I haven't yet seen a for-profit university that wasn't either an outright scam or a short step from it, and they don't live long -- the usual practice is for the investors to rake in a couple years' worth of tuition, run the place on state loans, and shut down before accreditation problems catch up with them (like BCTI and CRI did). Or they run simpler scams, like Crown College and Florida Met.

And online programs are doubly sketchy; one thing any college administrator will tell you is that online courses are way more expensive to offer than their conventional counterparts, partly because faculty need to invest incredible amounts of time reading (or listening to) the student responses that substitute for class discussion. This is why colleges flirted with this model but haven't embraced it -- common sense suggests it should be more efficient and therefore cheaper, but it isn't.****

The way to get around this problem is (of course) to let cost drive course design. Get some adjunct to prerecord a stack of lectures, and assess using computer administered and graded multiple choice exams -- in other words, use the single worst possible combination of educational and assessment techniques. I'd bet at least one useful finger this is exactly what you get with an online class from a for-profit.

We're going to see a lot more of this, I'm sure. I'd bet another finger that this is where Antioch goes.


I wanted to give you an inside view from someone who has attended a for-profit college, University of Phoenix, for the last four years; in the on-campus program for the first two years and the online program for the remaining time.

I'll start with the disclaimer that I don't believe by any means that I am getting the same quality of education I would get at a school such as the one that employs you. However, I can say with complete confidence that I am getting a better education than I would get at the average Cal State school, because my wife has been attending San Francisco State University for the same period and I have far fewer complaints about my learning experience than she does.

_Raw records_

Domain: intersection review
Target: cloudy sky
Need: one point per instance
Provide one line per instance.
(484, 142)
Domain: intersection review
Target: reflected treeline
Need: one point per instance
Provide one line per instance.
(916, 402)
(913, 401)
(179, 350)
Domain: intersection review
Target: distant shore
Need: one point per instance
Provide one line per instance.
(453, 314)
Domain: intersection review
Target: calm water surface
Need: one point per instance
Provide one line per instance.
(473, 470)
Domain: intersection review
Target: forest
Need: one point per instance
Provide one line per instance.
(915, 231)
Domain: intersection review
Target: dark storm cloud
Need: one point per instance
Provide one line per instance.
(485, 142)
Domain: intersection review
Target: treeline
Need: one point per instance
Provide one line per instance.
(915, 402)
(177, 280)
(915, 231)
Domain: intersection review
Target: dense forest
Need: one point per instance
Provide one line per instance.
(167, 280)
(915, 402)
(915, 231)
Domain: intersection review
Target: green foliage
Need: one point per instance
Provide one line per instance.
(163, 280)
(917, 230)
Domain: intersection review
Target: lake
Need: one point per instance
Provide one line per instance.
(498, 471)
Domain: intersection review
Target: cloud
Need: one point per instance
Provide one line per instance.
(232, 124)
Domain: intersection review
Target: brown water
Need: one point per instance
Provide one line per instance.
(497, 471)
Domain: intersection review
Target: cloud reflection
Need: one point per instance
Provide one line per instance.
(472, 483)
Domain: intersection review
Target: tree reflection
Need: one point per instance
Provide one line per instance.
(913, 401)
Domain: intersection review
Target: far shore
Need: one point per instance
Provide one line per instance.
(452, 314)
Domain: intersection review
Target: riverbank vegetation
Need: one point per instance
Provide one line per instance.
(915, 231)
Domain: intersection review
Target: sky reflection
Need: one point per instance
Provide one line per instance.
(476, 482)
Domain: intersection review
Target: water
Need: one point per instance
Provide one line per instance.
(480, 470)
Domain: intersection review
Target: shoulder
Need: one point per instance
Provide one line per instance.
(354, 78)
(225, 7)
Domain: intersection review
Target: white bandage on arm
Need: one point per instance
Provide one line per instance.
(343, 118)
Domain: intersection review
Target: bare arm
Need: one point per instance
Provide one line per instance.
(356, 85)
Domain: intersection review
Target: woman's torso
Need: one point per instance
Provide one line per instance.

_Set tasks_
1 – In the passage on for-profit colleges, answer each question:
(a) Which two schools are named as having shut down before accreditation problems caught up with them?
(b) According to what college administrators will say, why are online courses more expensive to offer?
(c) Which university has the commenter's wife been attending?
2 – Extend the passage on for-profit colleges, continuing on from its final sentence.

_Solved problems_
1 –
(a) BCTI and CRI.
(b) Faculty need to invest large amounts of time reading or listening to the student responses that substitute for class discussion.
(c) San Francisco State University.

2 –
There are certainly some cost-restraining practices. For example, all the instructors use a standard, university-published syllabus, which they can then modify as they see fit. However, I find this is often valuable, since I have not taken a Celtic literature class where the primary text is Dracula, as my wife has at her far more respected state university.

The instructors do put a great amount of effort into the courses, including guiding discussions. In my 3.5 years with University of Phoenix, I believe I've taken exactly 4 multiple choice exams, all for math courses. The rest of the courses rely on papers and projects that provide an opportunity to use the knowledge gained to analyze a business case that is often directly applicable to the student's current job or future job requirements. I get good feedback. In fact, your bracketing system is exactly the proof system offered by University of Phoenix, through a tutor review that is facilitated by an online submission system, so that students can improve their writing before they turn in their papers. This is useful since we usually have a 3-4 page individual paper and a 5-6 page group paper due every week. (I'll take 3/4 of a useful finger, since you were half right on the pre-made material).

I am who University of Phoenix is for. I had a horrible time in school due to learning disabilities, left high school early because of depression, worked for several years and got to a point in life where I was unable to afford to go back to a traditional school full-time. If I wanted to get a bachelor's in less than 7 years, I needed to go to University of Phoenix.

I'll agree with your point that cost can drive courses, but reversed. University of Phoenix works out to about 12,000 per year if I were attending a semester based school taking 12 units per semester. That's around the cost of UC Berkeley, which is a superior school in most aspects (though I am generally in classes of 15, and get lots of individual attention and feedback from my instructors, something I'd be unlikely to get in a 300 person lecture hall at Berkeley).

I don't consider my bachelor's to be the end of my education. I would be more regretful of the fact that I ended up at UPX if it was. I'm applying to an MBA/M.Eng. program for 2010, and would like to do a Ph.D. in Sustainability after that. But grad programs are designed for people in the middle of their lives and careers, unlike undergrad programs.

I think that you're generally right. There are a lot of very shady institutions out there and diploma mills. But implying that every for profit and online program is a worthless waste of educational resources is disrespectful and ignorant.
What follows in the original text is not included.